* **Requirement**:
In the records below, find the line containing "y=123. Target: grass"; give it again exactly, along with every line that follows, and nothing else.
++++
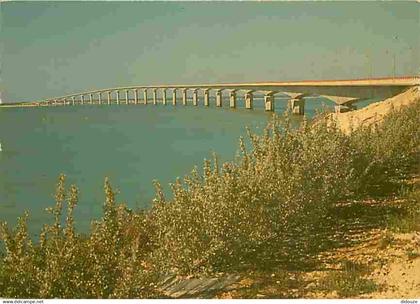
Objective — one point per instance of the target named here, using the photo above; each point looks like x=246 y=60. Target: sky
x=55 y=48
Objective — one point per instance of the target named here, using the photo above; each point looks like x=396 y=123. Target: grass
x=349 y=281
x=259 y=211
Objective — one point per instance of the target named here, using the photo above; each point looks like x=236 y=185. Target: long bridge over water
x=344 y=93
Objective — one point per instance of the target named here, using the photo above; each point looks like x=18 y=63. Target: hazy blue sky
x=54 y=48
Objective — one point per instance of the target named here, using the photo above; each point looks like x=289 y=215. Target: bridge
x=344 y=93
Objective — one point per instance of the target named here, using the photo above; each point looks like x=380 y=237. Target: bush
x=109 y=263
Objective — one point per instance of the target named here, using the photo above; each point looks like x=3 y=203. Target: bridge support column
x=269 y=102
x=219 y=98
x=232 y=99
x=174 y=97
x=206 y=98
x=145 y=96
x=118 y=97
x=184 y=97
x=344 y=108
x=297 y=106
x=249 y=100
x=195 y=97
x=155 y=96
x=136 y=96
x=164 y=96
++++
* **Response for this exercise**:
Objective — one point per instance of the target named here, using the photo above; each point looks like x=396 y=123. Target: grass
x=349 y=281
x=259 y=211
Objective — one point per instance of the target named here, using the photo above; each point looks like x=236 y=185. Target: long bridge over water
x=344 y=93
Objective — one point per instance of the target named here, using the photo above; each point looks like x=18 y=63. Target: hazy blue sky
x=54 y=48
Objective — one point per instance of the target named here, using the photo above; each point looks like x=289 y=215. Target: bridge
x=344 y=93
Objective — one point per instance of the target named here, using the photo above; each point looks like x=380 y=237. Target: bush
x=109 y=263
Objective — one point per instance of the target named here, using the photo above; each point looks like x=3 y=203. Target: bridge support column
x=269 y=102
x=219 y=98
x=232 y=99
x=174 y=97
x=206 y=98
x=145 y=96
x=118 y=97
x=184 y=97
x=344 y=108
x=297 y=106
x=249 y=100
x=195 y=97
x=155 y=96
x=136 y=96
x=164 y=96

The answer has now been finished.